─── Provided entries

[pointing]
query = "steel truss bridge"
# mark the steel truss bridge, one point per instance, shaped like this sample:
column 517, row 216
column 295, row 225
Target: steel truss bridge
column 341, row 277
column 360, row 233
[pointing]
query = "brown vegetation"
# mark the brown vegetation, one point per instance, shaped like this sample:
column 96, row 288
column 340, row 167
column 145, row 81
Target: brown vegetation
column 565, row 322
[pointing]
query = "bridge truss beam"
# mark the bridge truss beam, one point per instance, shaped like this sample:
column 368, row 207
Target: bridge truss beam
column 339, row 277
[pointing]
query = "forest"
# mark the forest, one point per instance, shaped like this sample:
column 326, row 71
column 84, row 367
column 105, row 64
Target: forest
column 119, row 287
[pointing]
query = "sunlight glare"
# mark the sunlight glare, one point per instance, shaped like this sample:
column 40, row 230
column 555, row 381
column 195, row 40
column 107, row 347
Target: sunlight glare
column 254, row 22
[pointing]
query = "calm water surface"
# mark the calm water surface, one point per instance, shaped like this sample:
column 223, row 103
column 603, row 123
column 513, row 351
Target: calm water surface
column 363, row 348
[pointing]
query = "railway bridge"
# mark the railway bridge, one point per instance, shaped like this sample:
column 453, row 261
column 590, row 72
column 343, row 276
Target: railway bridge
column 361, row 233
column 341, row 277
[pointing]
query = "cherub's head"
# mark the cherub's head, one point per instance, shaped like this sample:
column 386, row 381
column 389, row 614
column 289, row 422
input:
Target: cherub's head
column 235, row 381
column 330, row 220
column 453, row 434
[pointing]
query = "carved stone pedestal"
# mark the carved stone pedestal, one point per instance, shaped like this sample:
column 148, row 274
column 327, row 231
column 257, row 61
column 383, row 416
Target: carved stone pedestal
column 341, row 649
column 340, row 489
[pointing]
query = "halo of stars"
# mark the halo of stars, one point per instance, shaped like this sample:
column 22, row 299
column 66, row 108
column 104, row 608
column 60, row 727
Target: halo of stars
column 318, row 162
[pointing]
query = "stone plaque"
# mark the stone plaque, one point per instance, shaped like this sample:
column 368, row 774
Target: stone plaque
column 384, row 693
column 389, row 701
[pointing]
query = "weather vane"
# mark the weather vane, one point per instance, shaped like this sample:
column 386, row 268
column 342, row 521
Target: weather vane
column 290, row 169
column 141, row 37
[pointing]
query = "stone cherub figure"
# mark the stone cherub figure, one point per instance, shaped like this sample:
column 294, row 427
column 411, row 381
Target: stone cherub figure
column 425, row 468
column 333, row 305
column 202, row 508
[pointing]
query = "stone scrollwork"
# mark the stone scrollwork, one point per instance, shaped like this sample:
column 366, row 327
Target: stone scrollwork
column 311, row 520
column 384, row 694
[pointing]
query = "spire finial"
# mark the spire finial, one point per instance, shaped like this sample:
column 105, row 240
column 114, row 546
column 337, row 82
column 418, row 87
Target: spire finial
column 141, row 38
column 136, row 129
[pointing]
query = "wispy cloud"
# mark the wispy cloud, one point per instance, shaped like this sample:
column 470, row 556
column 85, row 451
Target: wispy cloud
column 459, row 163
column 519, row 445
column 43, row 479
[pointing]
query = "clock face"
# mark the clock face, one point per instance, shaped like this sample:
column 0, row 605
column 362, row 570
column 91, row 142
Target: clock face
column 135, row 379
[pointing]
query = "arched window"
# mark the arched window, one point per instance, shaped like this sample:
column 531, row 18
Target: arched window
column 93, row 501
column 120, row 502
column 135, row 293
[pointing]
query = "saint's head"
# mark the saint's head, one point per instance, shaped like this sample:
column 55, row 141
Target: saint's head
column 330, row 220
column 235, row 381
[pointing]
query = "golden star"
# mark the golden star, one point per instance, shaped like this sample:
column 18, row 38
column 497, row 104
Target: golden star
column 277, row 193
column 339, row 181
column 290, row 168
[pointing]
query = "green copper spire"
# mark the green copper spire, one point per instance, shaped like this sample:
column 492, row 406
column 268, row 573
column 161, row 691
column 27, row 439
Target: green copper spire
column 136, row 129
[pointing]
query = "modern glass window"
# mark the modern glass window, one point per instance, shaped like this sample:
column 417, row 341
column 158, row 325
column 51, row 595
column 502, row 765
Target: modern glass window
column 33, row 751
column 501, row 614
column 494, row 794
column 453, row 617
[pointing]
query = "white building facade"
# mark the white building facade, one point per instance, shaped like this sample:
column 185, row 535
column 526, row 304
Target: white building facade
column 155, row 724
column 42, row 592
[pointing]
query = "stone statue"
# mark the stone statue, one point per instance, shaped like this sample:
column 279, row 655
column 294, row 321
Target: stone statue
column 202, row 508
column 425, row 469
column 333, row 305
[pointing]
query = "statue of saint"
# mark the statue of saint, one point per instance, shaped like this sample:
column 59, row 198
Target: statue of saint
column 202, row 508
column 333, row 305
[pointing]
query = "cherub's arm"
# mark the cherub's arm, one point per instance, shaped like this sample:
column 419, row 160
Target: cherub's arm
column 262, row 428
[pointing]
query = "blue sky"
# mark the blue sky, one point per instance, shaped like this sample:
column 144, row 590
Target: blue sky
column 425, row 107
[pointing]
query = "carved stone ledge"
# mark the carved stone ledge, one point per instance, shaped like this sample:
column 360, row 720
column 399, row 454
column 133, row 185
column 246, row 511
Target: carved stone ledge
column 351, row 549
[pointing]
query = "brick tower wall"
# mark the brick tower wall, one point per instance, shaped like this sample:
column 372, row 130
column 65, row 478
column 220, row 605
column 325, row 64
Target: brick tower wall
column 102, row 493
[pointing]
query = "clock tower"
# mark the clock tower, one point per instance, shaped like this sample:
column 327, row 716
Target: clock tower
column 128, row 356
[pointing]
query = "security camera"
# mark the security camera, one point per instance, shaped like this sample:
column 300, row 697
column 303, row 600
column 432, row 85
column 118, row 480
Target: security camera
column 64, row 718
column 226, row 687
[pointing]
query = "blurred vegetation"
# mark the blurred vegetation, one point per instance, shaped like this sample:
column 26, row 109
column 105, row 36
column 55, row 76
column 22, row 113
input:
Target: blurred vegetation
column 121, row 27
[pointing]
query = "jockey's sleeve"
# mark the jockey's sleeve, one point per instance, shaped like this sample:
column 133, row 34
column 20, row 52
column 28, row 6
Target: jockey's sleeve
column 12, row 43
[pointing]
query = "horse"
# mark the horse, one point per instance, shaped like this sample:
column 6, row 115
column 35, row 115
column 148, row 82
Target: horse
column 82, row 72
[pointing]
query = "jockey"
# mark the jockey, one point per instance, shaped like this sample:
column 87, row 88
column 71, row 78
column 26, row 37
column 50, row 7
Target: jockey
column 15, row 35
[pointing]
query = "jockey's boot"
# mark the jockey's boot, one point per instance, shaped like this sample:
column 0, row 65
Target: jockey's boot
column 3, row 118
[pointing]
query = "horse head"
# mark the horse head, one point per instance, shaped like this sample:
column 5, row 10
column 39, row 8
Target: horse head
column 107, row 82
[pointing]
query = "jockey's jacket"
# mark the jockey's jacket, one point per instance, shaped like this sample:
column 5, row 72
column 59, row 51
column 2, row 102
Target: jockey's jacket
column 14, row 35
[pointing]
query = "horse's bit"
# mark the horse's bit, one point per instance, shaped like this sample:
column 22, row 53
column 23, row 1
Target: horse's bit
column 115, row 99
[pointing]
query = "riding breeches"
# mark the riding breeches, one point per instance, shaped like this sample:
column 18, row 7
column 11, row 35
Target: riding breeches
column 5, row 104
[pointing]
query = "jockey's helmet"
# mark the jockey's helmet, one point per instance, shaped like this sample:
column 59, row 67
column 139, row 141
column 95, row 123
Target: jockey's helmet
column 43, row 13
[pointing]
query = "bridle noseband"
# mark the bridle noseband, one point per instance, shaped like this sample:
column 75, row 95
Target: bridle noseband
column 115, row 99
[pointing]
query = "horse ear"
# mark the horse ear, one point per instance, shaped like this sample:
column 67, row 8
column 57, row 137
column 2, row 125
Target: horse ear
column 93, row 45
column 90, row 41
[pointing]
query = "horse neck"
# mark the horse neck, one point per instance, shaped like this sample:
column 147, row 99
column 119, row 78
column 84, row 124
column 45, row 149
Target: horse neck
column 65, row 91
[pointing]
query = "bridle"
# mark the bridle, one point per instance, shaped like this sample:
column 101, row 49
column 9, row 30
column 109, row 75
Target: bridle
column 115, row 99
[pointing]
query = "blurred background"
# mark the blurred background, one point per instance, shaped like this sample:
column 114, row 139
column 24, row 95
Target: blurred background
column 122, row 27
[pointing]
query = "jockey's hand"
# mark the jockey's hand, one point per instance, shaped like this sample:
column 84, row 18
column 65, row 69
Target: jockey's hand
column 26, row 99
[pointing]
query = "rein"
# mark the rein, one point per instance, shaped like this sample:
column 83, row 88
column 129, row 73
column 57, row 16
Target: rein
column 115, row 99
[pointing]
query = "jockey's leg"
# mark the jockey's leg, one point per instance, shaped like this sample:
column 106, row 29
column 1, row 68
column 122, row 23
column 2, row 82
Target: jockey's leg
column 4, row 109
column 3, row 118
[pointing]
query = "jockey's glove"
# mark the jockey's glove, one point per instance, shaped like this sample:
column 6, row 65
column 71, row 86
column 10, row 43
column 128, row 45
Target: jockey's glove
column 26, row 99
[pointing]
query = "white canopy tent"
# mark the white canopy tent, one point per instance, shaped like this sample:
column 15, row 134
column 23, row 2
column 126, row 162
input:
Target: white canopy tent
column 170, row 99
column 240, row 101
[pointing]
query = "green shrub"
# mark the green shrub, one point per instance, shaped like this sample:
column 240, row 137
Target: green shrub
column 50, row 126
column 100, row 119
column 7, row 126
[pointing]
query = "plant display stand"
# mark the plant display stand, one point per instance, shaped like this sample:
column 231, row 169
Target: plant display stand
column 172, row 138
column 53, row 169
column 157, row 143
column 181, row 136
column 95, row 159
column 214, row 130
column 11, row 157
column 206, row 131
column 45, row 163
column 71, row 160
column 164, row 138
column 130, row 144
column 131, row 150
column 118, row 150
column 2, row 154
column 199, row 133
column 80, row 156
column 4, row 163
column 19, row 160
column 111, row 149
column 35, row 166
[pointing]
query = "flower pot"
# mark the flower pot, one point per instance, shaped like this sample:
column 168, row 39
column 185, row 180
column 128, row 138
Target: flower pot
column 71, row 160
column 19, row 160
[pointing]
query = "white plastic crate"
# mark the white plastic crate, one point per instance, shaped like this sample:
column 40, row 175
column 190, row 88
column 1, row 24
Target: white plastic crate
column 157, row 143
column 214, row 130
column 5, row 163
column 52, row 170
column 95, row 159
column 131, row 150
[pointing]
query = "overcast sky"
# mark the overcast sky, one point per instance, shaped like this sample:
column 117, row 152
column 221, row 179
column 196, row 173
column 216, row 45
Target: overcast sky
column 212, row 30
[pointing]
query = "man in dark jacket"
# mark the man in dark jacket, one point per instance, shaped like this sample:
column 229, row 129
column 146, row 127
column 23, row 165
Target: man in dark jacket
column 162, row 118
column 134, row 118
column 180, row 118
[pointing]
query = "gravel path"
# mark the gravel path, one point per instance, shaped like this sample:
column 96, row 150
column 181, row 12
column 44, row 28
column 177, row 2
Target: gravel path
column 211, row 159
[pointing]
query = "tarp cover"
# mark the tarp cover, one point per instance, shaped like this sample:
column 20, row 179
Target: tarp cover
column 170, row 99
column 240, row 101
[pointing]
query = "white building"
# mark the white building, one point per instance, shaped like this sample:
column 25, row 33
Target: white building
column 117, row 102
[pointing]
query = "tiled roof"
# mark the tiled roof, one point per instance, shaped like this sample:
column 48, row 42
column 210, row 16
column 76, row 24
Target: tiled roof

──────

**To be done**
Could you reproduce, unchanged, the items from the very beginning through the line containing "column 565, row 322", with that line included?

**Solution**
[pointing]
query = "steel truss bridge"
# mark the steel truss bridge, one point per instance, shaped like this sample:
column 517, row 216
column 295, row 225
Target: steel truss bridge
column 341, row 277
column 360, row 233
[pointing]
query = "brown vegetation"
# mark the brown vegetation, one point per instance, shaped like this sample:
column 96, row 288
column 340, row 167
column 145, row 81
Target: brown vegetation
column 565, row 322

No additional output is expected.